__TEXT SEGMENT__:

Start of Block

Research

Ongoing research in Dr. Rossoll's Translational Neuroproteomics Laboratory focuses on understanding molecular disease mechanisms and developing novel therapeutic strategies for neurodegenerative proteinopathies.

Profiling the molecular composition of neuropathological aggregates

Neurodegenerative diseases are characterized by the accumulation of specific proteins into detergent-insoluble aggregates. The composition and functional role of coaggregating proteins and associated cofactors in this pathology is poorly understood. Dr. Rossoll's research team is developing and employing mass spectrometry-based local proteomics and proximity proteomics methods to establish the molecular profile of these aggregates in human brain tissue and advanced disease models. To support related research projects at Mayo Clinic in Florida, Dr. Rossoll is the founding director of the Multi-Omics Mass Spectrometry Core.

Previous work from the laboratory has shown that TDP-43 and c9orf72 repeat-associated poly-GA inclusions contain modifiers of protein aggregation and mediators of neurodegeneration that serve as targets for therapy development and biomarkers for the development of diagnostics. The laboratory has established Probe-Dependent Proximity Profiling as a new method to profile and compare the composition of hyperphosphorylated tau inclusions and other neuropathological aggregates in fixed tissue from the Mayo Clinic Brain Bank. In addition, Dr. Rossoll's laboratory is working to establish the Syncell Microscoop as a spatial optoproteomics discovery platform to identify disease-relevant proteins at subcellular resolution.

End of Block

__RECORDED INFORMATION__:
Start of Block

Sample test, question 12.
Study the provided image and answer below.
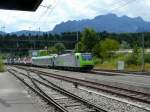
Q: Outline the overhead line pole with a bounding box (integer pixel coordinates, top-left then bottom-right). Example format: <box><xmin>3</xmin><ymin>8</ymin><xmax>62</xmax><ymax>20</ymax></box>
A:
<box><xmin>141</xmin><ymin>34</ymin><xmax>145</xmax><ymax>72</ymax></box>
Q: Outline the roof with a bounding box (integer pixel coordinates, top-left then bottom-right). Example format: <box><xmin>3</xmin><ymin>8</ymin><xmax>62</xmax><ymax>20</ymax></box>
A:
<box><xmin>0</xmin><ymin>0</ymin><xmax>43</xmax><ymax>11</ymax></box>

End of Block

__COMPLETE THE FOLLOWING__:
• 1. Answer these about the research text:
(a) For which group of diseases is the laboratory developing novel therapeutic strategies?
(b) Of which core is Dr. Rossoll the founding director?
(c) Which new method has the laboratory established to profile hyperphosphorylated tau inclusions?
• 2. Please reproduce part of the research text word for word. Begin at the words "Ongoing research in" and stop after "for neurodegenerative proteinopathies.".

__LIST OF ANSWERS__:
• 1.
(a) Neurodegenerative proteinopathies
(b) The Multi-Omics Mass Spectrometry Core
(c) Probe-Dependent Proximity Profiling

• 2.
Ongoing research in Dr. Rossoll's Translational Neuroproteomics Laboratory focuses on understanding molecular disease mechanisms and developing novel therapeutic strategies for neurodegenerative proteinopathies.